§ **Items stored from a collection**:
+---+

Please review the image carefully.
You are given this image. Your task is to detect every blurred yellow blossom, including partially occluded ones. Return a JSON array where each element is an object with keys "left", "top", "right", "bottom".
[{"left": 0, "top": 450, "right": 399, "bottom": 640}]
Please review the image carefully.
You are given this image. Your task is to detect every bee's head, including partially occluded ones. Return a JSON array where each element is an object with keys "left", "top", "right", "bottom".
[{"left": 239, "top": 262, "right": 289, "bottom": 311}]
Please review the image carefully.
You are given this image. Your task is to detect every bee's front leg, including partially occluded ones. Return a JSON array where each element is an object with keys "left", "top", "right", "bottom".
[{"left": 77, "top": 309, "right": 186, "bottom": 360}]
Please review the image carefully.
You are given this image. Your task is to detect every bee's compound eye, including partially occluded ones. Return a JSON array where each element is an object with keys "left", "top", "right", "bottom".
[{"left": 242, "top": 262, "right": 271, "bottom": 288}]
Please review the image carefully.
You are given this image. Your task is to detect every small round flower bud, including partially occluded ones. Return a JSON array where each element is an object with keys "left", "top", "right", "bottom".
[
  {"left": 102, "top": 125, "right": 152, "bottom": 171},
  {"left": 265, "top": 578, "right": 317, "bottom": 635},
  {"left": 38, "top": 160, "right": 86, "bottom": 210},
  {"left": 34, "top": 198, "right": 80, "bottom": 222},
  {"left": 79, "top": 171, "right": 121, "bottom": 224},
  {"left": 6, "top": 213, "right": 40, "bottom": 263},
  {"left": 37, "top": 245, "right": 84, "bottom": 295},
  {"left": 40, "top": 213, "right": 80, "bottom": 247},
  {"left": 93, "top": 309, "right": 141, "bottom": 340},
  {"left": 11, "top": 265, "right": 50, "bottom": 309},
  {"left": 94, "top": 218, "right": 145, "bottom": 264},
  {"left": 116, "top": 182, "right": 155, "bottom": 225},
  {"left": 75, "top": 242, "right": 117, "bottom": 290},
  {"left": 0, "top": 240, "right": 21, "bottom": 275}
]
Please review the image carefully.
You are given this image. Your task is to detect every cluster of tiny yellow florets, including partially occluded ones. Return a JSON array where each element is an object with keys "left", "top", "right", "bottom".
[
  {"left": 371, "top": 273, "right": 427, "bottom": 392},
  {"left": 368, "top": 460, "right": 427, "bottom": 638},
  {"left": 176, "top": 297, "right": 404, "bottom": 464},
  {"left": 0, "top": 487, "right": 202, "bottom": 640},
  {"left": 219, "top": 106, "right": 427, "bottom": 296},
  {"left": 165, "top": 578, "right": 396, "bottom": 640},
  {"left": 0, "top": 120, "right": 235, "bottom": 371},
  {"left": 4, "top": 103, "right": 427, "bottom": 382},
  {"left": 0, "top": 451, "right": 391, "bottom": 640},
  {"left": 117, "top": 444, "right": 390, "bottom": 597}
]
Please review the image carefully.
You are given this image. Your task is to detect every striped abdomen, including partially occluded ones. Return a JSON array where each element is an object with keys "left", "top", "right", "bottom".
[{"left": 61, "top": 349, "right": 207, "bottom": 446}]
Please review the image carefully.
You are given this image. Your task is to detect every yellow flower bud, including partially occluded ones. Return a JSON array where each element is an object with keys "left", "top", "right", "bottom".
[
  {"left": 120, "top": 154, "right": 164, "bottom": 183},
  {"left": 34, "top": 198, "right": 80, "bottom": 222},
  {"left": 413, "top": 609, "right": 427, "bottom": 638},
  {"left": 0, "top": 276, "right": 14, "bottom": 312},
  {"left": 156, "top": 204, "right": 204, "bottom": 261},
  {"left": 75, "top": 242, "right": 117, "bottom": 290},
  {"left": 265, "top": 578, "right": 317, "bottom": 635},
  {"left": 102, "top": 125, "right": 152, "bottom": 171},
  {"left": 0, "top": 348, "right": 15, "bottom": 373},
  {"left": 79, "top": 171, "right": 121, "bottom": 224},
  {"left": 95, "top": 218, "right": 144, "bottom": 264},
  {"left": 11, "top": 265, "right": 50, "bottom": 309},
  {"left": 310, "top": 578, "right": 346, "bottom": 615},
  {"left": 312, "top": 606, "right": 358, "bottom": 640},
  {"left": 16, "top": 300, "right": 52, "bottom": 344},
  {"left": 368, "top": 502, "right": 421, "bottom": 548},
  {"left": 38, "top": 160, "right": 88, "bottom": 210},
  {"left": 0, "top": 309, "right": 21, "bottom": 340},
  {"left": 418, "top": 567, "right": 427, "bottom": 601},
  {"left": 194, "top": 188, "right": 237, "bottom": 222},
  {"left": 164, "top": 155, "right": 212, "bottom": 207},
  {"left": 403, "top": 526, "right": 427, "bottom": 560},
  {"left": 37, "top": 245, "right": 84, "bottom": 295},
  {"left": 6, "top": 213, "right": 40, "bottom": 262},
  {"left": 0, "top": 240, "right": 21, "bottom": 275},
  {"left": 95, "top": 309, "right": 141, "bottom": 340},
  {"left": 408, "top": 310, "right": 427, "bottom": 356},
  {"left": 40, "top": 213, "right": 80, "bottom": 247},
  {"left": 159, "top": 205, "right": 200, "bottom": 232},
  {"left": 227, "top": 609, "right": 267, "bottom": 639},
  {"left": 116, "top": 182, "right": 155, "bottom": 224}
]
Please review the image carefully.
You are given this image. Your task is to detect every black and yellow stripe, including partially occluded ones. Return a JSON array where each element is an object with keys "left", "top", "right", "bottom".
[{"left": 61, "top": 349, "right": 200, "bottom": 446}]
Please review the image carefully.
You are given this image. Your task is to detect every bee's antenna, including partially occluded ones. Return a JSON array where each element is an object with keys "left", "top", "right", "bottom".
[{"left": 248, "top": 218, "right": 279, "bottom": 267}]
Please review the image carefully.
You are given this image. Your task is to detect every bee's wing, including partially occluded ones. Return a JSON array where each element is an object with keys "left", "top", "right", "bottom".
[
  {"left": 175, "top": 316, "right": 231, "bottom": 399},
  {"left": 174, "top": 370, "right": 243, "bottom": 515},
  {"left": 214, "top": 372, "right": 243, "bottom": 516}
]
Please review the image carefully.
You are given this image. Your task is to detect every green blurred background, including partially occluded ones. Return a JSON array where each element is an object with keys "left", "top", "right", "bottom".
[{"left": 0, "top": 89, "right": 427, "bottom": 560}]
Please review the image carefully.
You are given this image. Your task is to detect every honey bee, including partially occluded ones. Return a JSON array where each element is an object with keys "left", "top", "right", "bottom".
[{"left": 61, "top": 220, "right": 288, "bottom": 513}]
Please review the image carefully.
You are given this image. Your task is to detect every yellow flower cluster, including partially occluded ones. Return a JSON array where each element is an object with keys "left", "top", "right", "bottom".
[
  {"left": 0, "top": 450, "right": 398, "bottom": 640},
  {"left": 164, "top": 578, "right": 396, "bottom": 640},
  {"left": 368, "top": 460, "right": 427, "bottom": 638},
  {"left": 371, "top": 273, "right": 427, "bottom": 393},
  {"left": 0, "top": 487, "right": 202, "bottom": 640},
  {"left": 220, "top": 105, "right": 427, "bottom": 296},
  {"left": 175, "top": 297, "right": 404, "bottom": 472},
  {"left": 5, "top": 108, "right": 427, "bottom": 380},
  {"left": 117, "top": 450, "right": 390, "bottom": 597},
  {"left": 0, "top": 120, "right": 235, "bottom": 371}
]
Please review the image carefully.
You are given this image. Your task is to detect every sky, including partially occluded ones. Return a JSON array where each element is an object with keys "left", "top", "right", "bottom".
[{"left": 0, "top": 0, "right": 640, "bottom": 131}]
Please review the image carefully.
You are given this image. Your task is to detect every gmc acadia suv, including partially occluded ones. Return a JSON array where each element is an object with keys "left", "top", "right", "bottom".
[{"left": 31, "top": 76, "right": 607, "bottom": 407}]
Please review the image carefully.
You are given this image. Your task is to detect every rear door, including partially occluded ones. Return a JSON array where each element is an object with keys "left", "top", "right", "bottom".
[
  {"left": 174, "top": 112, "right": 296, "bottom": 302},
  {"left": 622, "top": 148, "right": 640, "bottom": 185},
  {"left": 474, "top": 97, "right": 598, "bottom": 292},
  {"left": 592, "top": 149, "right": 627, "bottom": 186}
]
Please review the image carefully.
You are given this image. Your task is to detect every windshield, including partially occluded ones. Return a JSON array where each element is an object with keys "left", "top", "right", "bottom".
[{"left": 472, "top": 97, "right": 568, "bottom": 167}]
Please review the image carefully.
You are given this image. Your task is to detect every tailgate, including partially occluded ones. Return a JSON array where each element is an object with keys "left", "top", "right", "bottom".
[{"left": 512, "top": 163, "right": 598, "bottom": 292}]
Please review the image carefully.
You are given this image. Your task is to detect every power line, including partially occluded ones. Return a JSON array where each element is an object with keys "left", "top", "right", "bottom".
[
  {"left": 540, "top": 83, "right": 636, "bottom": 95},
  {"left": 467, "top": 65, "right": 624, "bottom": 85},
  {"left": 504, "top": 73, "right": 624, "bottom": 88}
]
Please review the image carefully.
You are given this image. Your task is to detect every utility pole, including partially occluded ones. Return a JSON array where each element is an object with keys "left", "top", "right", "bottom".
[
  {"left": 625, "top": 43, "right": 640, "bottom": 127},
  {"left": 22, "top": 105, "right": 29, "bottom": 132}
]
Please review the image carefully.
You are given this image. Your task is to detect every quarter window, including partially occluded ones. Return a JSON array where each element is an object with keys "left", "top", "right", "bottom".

+---+

§ **Required work**:
Collect every line in the items above that contains the word "striped", and copy each of those lines in full.

§ **Right answer**:
You are given this image. Your task is to detect every striped abdomen, including partially occluded ones. Return a JSON array where each element is an object with keys "left", "top", "right", "bottom".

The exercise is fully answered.